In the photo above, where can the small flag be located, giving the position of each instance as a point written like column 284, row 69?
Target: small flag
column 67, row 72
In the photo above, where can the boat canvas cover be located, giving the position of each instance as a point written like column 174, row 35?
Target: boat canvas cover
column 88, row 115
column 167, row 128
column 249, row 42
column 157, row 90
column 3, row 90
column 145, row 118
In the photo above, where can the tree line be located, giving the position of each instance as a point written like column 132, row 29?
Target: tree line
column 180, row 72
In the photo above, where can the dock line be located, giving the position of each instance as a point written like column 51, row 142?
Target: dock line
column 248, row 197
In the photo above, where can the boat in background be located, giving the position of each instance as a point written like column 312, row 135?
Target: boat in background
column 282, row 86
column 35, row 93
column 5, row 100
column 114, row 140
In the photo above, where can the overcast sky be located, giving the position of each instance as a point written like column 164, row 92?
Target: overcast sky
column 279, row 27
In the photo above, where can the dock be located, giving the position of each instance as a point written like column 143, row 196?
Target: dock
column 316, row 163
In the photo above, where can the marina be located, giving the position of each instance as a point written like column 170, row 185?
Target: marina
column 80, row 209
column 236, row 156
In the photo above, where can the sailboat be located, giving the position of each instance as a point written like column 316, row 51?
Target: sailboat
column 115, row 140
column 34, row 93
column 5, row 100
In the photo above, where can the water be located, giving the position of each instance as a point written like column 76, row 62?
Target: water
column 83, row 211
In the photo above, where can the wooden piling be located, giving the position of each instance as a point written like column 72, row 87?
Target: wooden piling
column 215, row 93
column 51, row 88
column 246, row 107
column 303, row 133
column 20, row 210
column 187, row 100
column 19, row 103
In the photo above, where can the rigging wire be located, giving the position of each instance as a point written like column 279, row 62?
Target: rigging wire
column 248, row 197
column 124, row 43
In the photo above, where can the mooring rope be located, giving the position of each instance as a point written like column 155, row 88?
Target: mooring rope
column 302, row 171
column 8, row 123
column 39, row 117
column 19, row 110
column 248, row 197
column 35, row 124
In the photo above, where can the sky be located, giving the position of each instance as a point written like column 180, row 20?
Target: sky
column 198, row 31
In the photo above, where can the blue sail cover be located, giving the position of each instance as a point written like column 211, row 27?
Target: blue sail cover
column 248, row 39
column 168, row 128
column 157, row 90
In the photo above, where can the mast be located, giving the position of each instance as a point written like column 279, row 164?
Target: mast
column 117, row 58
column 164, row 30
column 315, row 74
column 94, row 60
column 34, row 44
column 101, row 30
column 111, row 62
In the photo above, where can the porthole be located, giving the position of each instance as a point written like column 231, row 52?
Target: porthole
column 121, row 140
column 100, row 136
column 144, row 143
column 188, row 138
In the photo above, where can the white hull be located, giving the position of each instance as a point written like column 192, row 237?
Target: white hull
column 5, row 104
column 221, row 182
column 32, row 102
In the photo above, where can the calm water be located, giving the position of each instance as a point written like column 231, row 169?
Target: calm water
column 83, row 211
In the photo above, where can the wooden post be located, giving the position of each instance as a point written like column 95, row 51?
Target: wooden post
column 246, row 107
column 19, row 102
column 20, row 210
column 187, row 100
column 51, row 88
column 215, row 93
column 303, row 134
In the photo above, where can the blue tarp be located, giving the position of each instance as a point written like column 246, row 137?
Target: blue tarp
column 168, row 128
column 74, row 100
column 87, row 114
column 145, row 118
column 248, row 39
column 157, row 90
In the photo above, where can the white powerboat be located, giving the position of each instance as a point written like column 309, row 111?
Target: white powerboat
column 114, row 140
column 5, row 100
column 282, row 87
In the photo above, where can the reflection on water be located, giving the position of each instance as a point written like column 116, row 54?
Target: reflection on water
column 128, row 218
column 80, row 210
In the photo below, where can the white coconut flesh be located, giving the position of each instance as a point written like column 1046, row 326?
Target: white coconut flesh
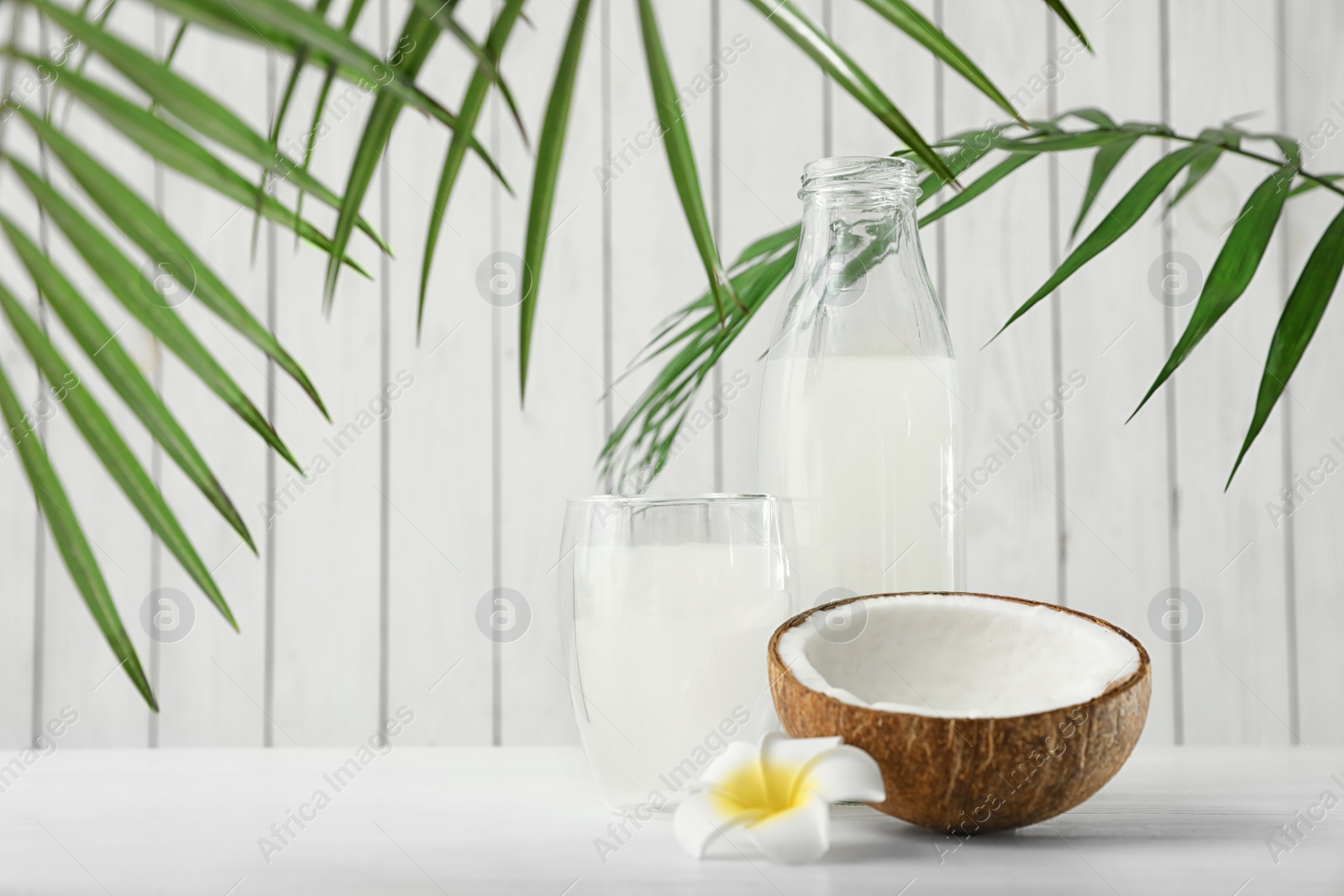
column 956, row 656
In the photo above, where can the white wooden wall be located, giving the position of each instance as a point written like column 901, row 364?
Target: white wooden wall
column 366, row 590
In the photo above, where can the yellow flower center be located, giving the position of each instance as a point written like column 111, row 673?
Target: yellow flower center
column 763, row 789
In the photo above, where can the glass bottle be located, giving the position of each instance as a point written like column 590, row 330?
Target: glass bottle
column 859, row 417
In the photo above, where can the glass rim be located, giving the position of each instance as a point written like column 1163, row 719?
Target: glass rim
column 707, row 499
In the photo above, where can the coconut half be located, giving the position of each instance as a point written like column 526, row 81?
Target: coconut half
column 983, row 712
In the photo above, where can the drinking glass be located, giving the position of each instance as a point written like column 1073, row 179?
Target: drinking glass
column 667, row 606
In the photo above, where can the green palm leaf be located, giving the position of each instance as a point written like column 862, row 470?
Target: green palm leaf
column 101, row 345
column 315, row 33
column 1104, row 163
column 1296, row 325
column 979, row 186
column 351, row 19
column 486, row 60
column 134, row 291
column 676, row 140
column 179, row 152
column 1117, row 223
column 470, row 109
column 71, row 542
column 112, row 450
column 846, row 73
column 911, row 20
column 1068, row 18
column 1200, row 168
column 1233, row 269
column 138, row 221
column 194, row 107
column 378, row 130
column 550, row 147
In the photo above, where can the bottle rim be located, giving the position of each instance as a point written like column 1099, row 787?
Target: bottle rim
column 858, row 175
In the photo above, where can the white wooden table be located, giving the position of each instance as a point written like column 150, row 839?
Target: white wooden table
column 524, row 820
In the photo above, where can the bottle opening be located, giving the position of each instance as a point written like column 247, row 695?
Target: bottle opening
column 859, row 175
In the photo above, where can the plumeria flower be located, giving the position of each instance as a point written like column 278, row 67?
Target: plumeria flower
column 780, row 793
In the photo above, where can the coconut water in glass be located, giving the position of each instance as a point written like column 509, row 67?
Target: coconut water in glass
column 667, row 607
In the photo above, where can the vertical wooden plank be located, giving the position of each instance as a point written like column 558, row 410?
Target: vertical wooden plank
column 1236, row 669
column 765, row 144
column 1314, row 113
column 210, row 678
column 327, row 526
column 1119, row 550
column 440, row 499
column 655, row 268
column 548, row 446
column 998, row 253
column 18, row 535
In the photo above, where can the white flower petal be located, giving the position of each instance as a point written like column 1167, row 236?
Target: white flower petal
column 698, row 822
column 732, row 761
column 842, row 774
column 795, row 752
column 800, row 835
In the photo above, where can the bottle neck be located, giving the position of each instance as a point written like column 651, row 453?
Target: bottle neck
column 859, row 285
column 855, row 231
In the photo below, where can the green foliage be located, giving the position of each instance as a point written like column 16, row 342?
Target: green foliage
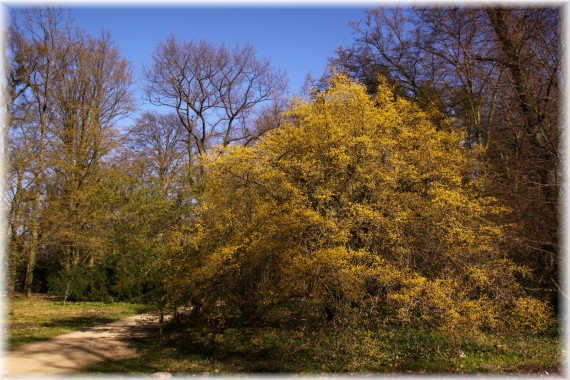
column 362, row 207
column 41, row 318
column 81, row 283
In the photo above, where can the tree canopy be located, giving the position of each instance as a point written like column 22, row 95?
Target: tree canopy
column 359, row 206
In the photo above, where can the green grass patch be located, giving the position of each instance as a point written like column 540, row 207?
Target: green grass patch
column 247, row 349
column 39, row 318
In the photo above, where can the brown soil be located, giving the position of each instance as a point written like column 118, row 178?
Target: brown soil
column 69, row 353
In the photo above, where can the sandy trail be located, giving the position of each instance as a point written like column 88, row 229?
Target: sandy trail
column 69, row 353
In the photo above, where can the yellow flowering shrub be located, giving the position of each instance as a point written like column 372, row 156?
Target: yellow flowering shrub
column 358, row 206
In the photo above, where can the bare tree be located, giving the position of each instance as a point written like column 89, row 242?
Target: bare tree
column 213, row 90
column 158, row 142
column 40, row 50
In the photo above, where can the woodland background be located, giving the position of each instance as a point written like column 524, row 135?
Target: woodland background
column 416, row 183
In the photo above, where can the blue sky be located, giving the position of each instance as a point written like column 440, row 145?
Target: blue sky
column 296, row 40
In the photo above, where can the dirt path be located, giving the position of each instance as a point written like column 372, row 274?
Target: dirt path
column 69, row 353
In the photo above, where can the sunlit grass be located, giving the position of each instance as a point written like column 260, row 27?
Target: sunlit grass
column 41, row 318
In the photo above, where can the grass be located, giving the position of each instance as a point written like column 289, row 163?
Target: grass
column 40, row 318
column 298, row 350
column 286, row 348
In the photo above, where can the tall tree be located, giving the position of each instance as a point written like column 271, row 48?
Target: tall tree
column 68, row 89
column 41, row 50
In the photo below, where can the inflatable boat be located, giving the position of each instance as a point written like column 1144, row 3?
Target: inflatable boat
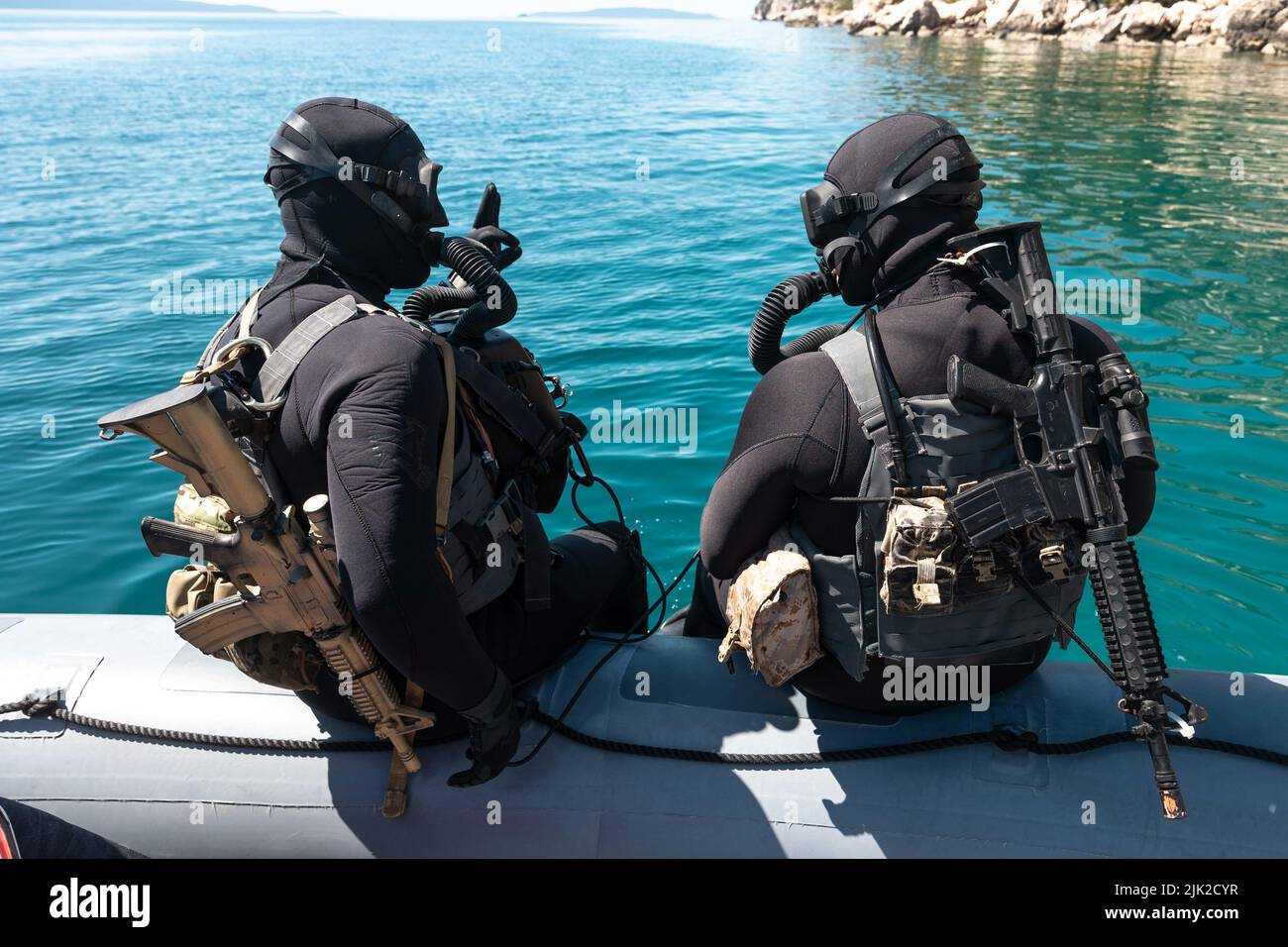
column 578, row 797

_ _ _

**Exercise**
Extract, exactly as written, the span of lines from the one holding "In the photo above, where can the brown" through the last line, inclusive. Skip any picture.

**Solution**
In the photo above, where can the brown soil be located, giving the position of each instance as a point written like column 118, row 178?
Target: brown soil
column 69, row 353
In the photo above, where can the sandy trail be located, giving the position of each instance as a point written like column 88, row 229?
Target: sandy trail
column 69, row 353
In the photo above, where can the yellow flowering shrub be located, giving the position of each instance as a point written like column 372, row 156?
Target: yellow flowering shrub
column 358, row 206
In the photo above, where can the bare tree be located, giving the position of each instance as a point written like column 89, row 242?
Target: bare tree
column 213, row 90
column 158, row 142
column 40, row 50
In the photo above, where can the woodland background be located, giving the position of each instance as a point written like column 524, row 135?
Target: woodland background
column 416, row 183
In the photo above, where can the blue sky be located, giving the position of each instance as a point written like column 440, row 145?
Target: blue sky
column 296, row 40
In the photo above, where can the dirt path be located, giving the position of each instance as a point written like column 372, row 274?
Target: dirt path
column 69, row 353
In the photo above, where can the sunlit grass be located, giving the position of each instance as a point written like column 260, row 27?
Target: sunlit grass
column 41, row 318
In the photo above, where can the grass be located, giving the position of each instance as a point written like column 289, row 163?
Target: grass
column 40, row 318
column 298, row 350
column 286, row 348
In the photo above, where can the tall tree be located, giving the position of each instance as a point written like column 271, row 48?
Target: tall tree
column 68, row 89
column 41, row 50
In the photo below, where can the inflatable boat be located, giving the position of each instance as a point written like column 1144, row 3?
Target: inflatable boat
column 578, row 797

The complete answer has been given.